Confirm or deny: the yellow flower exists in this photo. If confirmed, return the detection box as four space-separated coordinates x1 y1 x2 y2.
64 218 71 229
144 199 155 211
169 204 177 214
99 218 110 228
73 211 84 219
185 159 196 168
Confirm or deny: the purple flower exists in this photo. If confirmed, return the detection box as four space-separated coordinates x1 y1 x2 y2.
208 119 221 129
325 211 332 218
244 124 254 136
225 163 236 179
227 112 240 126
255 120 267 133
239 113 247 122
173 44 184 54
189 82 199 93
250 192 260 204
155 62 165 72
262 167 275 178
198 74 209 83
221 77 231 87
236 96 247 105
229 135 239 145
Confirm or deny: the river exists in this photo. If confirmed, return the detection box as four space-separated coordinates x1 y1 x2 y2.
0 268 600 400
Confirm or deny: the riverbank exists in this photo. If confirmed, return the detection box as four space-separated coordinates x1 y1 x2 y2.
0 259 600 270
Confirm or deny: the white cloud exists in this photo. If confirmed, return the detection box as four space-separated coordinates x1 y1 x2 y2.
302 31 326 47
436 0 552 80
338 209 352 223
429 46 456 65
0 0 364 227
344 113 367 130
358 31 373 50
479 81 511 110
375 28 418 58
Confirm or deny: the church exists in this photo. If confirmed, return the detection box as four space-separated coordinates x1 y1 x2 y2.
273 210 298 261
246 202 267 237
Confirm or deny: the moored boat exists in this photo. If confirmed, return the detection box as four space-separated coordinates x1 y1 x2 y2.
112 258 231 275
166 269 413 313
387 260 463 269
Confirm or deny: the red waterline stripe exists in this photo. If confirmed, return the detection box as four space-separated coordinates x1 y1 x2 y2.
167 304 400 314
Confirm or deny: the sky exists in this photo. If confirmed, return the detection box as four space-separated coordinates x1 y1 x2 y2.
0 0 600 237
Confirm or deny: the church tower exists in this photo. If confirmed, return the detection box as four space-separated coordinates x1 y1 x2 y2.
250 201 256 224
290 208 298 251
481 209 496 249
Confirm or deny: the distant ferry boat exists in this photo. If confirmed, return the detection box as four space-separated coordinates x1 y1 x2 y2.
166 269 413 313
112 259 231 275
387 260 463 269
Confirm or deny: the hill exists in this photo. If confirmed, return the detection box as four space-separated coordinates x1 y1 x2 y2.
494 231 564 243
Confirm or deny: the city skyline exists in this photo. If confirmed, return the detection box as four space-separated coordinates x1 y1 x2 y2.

**GOAL**
Reproduce the records above line for line, without any changes.

**SOLUTION TO THIS PROBLEM**
Confirm or deny: the yellow flower exists in this photo. If confirmed, return the detection box as four space-separated coordinates x1 y1 x2 y2.
64 218 71 229
144 199 155 211
169 204 177 214
99 218 110 228
73 211 84 219
185 159 196 168
Confirm or deny: the purple flower exists in this photo. If confirmed, return the detection box as four space-separated coordinates x1 y1 x2 y2.
208 119 221 129
325 211 332 218
244 124 254 136
225 163 236 179
227 112 240 126
255 120 267 133
239 113 247 122
173 44 184 54
189 82 199 93
250 192 260 204
155 62 165 72
262 167 275 178
198 74 209 83
221 77 231 87
236 96 247 105
229 135 239 145
Confirm or deny: the river exists in this photo. If confirmed, return the detection box as four space-separated coordinates x1 y1 x2 y2.
0 268 600 400
Confirm or deny: the riverbank exists in this photo. If confirmed, return the detection box as four space-separated coordinates x1 y1 x2 y2.
0 259 600 270
Confirm or deny: the white cloud exists in this photo. If confirmed, return the detection box as four space-separated coordinates x1 y1 x2 y2.
302 31 326 47
436 0 552 80
338 209 352 223
429 46 456 65
0 0 364 227
344 113 367 130
358 31 373 50
479 81 511 110
375 28 418 58
Confirm or deny: the church exists in this photo. If confirmed, return the detection box as four space-separated coordinates x1 y1 x2 y2.
273 210 298 261
246 202 267 237
Confirm or deny: the moored boat exists in this photo. If confirmed, return the detection box as four space-separated coordinates x1 y1 x2 y2.
112 258 231 275
166 269 413 313
387 260 463 269
Confirm or deny: the red waterline stripe exists in this photo. If confirmed, return the detection box as four space-separated coordinates x1 y1 x2 y2.
167 304 400 314
Confirm or deny: the sky exists in this photo. If confirmed, return the detection box as four space-separated coordinates x1 y1 x2 y2.
0 0 600 237
Confirm or deny: the church tower exists in this photo. If confirmed, return the detection box as four space-separated coordinates x1 y1 x2 y2.
250 201 256 224
290 208 298 251
481 209 496 249
Confirm or deny: the distant ferry boat exists in this photo. If confirmed, return the detection box as four space-separated coordinates x1 y1 x2 y2.
166 269 413 313
112 259 231 275
387 260 463 269
Confirm or deny: the hill exists in this photo. If confirmed, return the detection box as four space-separated coordinates x1 y1 x2 y2.
494 231 564 243
Confirm or deny: the city skyline exists in this photo. If confirmed, return the detection box as four space-separated coordinates x1 y1 x2 y2.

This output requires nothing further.